AIM: Put the lines of the material below, from the line containing "Can you find the baseball" through the line containing "[[222, 152], [270, 87]]", both included, into a JSON list of strings with one string per line, omitting any blank lines.
>> start GIVEN ENTRIES
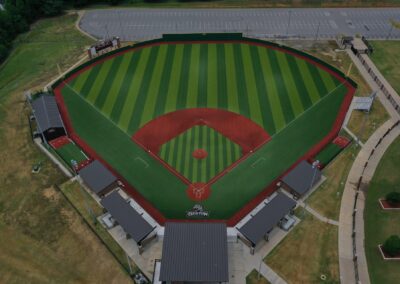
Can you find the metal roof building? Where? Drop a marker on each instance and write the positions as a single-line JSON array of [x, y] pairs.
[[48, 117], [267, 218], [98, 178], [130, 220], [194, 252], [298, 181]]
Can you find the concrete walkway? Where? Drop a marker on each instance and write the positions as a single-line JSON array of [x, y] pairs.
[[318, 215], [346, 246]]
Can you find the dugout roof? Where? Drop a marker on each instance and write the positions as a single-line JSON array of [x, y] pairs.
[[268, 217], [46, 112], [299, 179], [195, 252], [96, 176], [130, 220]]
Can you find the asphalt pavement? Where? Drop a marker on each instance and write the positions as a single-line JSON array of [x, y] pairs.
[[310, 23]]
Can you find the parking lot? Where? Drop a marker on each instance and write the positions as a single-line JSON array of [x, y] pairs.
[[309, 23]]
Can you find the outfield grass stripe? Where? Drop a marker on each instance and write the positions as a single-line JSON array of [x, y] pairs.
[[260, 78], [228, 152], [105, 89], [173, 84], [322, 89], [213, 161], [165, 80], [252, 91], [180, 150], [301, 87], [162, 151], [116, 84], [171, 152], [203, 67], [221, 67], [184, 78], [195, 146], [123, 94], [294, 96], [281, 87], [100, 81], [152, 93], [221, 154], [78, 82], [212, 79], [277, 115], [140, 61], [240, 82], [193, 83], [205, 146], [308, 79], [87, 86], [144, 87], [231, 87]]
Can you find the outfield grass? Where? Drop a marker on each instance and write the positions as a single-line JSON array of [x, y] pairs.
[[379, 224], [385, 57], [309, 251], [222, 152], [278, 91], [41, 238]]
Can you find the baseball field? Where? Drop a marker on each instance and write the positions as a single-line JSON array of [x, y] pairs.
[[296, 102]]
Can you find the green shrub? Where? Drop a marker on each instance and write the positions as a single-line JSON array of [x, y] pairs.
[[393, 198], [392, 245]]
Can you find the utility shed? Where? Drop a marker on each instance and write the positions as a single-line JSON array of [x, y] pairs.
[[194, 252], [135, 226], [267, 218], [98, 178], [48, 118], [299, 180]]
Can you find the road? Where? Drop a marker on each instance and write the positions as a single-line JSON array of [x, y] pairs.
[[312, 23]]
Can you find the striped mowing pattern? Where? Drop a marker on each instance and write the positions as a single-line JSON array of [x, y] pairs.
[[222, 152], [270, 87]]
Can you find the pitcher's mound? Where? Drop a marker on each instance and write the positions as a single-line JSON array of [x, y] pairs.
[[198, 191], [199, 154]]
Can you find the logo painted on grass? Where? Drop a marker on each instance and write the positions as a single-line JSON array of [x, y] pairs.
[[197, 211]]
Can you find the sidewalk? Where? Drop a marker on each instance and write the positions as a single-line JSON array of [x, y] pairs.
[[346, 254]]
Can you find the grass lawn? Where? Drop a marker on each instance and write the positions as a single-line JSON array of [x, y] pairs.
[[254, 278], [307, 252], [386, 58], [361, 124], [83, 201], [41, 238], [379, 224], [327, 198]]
>> end GIVEN ENTRIES
THE REPLY:
[
  "Can you find the baseball field? Where? Drop a marker on each instance and write the positions as a single-line JSON array of [x, y] pairs.",
  "[[296, 102]]",
  "Can you find the green shrub? Where? Drop a marker on each instance and write the positions as a single-line JSON array of [x, y] pairs.",
  "[[393, 198], [392, 245]]",
  "Can you find the utility shed? Where? Drop a marker on each instance and write the positions as a single-line JSON array of [x, y] pairs.",
  "[[194, 252], [135, 226], [267, 218], [98, 178], [48, 118], [299, 180]]",
  "Can you find the road? Where? Drop a marker on each instance and write the positions as a single-line JSON array of [x, y] pairs.",
  "[[312, 23]]",
  "Can you find the striped mowing pattern? Where? Drop a marker on each instance and write the positions as a single-line JSON array of [x, y] pairs.",
  "[[222, 152], [270, 87]]"
]